# Document section
Last week Roy Ngerng showed us how powerful social media can be. The post on his blog (since been removed), on PM Lee Hsien Loong’s alleged misappropriation of the CPF funds was deemed as defamatory and was asked to be pulled down from the site through a letter of demand sent by Drew & Napier. Davinder Singh, easily one of Singapore’s most recognized legal figure, is the first batch of Senior Counsel to be appointed in Singapore. Anonymous from online have called PM Lee to be a “bully”, from hiring a top law firm and top legal advisory against an average Singaporean.
We thought the political drama would have ended here. Roy, following the removal of the blog post that mentions PM Lee’s name in full (with photo), was then asked to remove 4 other posts that uncovers more of the CPF , even some that were dated as far back as 2012 and 2013, along with a 13 minutes lengthy video on the same thematic concern.
Following the whelming requests, Roy asked for an extension with regards to the compensation to damages. He has offered $5000 based on his humble background, however it was rejected by PM Lee, being regarded as “derisory”.
PM Lee’s decision to regard Roy’s offer of $5000 to be “derisory” is rather debatable especially since $5000 is a considerably large amount for an average Singaporean, minus their CPF contribution. You will rarely get to win $5000 from any TV shows in Singapore. It may be the sincerity of Roy’s apology that he is after but as a prominent, international and respected parliamentary figure in Singapore, is scoffing at a $5000 compensation or more, a little unnecessary? I wonder.
Article 23 from ASEAN Human Rights Charter
Compensation should be based on monetary value and the sincerity of apology. The sincerity of Roy’s apology is disputable (with the circulation of this concern to local and foreign media) which to me, is a spite to the severity of the situation although masked with the good intention to “educate” the general public and to PM Lee, a “calculated and systematic aggravation”. Roy has since willing to take the case to court.

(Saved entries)

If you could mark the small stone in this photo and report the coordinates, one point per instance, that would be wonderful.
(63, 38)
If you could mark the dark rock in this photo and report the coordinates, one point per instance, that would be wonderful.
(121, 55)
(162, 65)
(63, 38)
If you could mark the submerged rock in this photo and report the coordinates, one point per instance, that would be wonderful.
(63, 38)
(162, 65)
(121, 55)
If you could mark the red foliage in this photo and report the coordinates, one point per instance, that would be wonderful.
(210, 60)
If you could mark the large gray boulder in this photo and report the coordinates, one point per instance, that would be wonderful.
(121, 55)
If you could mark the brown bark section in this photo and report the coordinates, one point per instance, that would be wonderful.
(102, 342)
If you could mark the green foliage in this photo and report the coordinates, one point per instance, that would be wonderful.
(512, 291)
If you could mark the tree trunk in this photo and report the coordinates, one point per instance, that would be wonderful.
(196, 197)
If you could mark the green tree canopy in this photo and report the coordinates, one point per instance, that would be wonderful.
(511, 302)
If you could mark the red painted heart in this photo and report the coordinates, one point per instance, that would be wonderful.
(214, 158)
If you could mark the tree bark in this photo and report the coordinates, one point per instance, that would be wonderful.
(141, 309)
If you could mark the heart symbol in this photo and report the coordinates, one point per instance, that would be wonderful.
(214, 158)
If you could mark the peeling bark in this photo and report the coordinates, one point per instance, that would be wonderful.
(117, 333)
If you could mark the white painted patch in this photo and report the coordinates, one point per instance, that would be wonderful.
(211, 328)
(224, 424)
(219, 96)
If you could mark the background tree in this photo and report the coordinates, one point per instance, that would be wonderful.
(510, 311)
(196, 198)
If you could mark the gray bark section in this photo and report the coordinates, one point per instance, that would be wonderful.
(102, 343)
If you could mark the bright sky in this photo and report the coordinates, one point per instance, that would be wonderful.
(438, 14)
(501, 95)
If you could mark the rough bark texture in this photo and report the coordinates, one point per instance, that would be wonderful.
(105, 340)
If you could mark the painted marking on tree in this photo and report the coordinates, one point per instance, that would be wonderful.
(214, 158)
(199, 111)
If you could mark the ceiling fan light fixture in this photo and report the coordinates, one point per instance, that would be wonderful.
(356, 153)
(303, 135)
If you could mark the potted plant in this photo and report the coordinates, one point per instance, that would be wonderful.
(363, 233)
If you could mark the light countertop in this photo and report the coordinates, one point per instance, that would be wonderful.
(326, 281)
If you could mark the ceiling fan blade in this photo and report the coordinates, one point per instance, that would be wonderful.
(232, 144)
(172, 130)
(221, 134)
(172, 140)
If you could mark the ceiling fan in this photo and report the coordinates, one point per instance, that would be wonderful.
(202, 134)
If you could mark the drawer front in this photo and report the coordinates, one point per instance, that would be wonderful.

---

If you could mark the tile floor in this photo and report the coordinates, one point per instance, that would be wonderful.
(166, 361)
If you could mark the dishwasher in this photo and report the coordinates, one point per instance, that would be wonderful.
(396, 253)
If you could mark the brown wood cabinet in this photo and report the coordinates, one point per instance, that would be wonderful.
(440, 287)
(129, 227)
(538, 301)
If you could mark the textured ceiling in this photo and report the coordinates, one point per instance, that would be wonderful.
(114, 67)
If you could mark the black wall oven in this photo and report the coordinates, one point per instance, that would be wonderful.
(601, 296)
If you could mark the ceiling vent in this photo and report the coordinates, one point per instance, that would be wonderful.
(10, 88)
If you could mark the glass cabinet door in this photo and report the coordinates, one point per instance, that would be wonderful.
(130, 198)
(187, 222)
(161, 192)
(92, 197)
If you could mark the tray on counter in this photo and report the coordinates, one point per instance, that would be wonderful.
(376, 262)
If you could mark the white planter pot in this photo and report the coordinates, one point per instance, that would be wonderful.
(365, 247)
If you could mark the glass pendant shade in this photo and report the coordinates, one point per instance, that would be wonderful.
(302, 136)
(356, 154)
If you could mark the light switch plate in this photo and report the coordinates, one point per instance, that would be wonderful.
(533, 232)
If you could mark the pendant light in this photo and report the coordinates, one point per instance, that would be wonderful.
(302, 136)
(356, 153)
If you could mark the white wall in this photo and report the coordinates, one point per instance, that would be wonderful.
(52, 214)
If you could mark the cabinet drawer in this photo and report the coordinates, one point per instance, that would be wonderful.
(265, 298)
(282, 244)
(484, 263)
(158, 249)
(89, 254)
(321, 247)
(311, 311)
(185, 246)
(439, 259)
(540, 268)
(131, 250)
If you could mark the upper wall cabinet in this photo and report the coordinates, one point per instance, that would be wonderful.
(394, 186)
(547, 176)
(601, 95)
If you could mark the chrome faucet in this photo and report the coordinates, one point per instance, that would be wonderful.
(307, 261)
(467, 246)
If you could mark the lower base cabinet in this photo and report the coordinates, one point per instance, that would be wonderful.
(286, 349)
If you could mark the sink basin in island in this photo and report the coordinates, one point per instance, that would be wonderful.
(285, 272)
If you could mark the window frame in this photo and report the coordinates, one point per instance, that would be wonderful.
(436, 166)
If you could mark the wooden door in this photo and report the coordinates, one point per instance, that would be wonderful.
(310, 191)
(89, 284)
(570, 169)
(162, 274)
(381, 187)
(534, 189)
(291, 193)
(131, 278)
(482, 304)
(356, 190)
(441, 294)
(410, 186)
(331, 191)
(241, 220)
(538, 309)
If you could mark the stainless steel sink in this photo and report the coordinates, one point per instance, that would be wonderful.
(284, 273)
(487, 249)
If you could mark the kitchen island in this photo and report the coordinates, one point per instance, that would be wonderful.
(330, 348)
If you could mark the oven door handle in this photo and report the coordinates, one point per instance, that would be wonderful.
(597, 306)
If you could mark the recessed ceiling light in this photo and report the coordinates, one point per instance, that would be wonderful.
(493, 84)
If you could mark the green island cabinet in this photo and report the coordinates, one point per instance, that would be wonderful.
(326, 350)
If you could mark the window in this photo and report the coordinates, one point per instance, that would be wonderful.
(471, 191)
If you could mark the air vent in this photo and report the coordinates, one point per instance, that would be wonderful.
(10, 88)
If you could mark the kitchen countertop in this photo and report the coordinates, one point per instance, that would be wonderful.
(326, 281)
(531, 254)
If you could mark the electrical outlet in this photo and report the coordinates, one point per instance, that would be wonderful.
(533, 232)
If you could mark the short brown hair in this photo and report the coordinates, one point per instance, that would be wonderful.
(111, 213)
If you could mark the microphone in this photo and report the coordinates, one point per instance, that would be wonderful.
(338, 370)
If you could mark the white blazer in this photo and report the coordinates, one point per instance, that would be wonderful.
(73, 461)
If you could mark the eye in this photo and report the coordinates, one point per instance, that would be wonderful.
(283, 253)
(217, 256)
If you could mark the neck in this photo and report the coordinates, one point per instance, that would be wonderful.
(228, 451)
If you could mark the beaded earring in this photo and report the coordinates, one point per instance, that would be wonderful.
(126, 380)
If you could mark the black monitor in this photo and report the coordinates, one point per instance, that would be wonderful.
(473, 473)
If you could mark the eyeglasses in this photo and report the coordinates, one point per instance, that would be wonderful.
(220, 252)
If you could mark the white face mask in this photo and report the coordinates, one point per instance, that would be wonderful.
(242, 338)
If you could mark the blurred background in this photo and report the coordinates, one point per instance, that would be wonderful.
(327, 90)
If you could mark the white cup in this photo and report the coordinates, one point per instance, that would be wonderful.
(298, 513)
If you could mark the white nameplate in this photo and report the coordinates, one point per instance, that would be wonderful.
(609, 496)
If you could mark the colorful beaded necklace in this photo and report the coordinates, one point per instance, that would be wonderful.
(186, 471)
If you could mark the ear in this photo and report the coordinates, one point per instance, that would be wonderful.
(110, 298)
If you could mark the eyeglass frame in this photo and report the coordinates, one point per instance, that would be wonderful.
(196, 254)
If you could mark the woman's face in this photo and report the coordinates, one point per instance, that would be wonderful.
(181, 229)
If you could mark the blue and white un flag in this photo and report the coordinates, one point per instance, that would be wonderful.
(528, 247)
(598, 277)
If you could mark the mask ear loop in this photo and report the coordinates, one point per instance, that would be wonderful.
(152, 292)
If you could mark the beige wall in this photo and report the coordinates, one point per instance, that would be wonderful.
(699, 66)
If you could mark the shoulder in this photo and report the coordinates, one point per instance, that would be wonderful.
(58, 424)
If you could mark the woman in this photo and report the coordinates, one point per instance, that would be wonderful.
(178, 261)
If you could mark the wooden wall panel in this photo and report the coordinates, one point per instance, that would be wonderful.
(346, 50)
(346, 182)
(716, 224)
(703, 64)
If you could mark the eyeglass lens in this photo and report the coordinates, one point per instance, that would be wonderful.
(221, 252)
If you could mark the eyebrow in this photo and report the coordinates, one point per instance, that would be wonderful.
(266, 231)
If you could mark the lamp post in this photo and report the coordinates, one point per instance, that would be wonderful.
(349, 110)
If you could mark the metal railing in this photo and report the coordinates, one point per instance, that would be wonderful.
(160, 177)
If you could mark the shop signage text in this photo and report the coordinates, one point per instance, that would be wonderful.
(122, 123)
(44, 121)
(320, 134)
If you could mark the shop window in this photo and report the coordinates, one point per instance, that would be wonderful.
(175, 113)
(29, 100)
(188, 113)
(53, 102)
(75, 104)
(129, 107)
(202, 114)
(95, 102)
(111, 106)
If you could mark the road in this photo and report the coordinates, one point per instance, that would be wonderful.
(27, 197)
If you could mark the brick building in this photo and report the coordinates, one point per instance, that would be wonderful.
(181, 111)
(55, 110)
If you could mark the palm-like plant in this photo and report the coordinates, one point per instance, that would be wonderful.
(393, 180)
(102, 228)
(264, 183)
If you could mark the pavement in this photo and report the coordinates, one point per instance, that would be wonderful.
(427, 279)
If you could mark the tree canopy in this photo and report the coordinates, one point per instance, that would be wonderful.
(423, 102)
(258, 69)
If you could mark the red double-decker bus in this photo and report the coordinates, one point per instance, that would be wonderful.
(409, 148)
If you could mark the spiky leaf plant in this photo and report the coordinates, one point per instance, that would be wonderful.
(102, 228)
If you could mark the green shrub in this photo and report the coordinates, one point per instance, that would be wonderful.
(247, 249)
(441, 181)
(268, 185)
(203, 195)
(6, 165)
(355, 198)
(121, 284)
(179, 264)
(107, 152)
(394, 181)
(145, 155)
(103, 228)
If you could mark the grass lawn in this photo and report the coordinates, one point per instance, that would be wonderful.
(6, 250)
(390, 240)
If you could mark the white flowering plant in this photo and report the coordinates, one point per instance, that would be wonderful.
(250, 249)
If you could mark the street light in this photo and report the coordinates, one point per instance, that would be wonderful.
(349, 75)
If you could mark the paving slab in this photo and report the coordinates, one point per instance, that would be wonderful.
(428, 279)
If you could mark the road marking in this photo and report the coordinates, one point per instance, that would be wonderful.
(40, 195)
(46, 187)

# Exercise tasks
1. Rewrite more briefly the paragraph of the blog post on Roy Ngerng that begins "We thought the political drama," keeping its main facts.
2. Write the next part of the blog post on Roy Ngerng, starting after its last sentence.

# Exercise responses
1. After removing the blog post that named PM Lee in full with a photo, Roy was asked to take down four more posts on the CPF, some dating back to 2012 and 2013, and a 13-minute video on the same theme.

2.
Embellishing the internet as a medium, it makes the situation tricky as the regulatory laws on virtual platform is fluid. With a huge following on the blogosphere (currently 4th on Top 50 Singapore Bloggers as of 29 May 2014, Alexa Global Rank: 136,302) Roy is able to garner support and go viral online, compared to the less tech-savvy PM Lee that discusses virtually nothing on the issue on his social media platforms. However, does a strong following online equate to a strong following in real life? We will only find out on 7 June 2014 whether the social following on social media platforms and people who heavily prophesized Roy will be there or not.
With Roy taking the case to the courts after the rejection of the compensation, he will be raising funds for his court case. Will we see an open dialogue as welcomed by Roy Ngerng with PM Lee? Only time will tell how this political drama will unfold in the next few weeks. And I will not be surprised with Roy appearing in our next General Elections.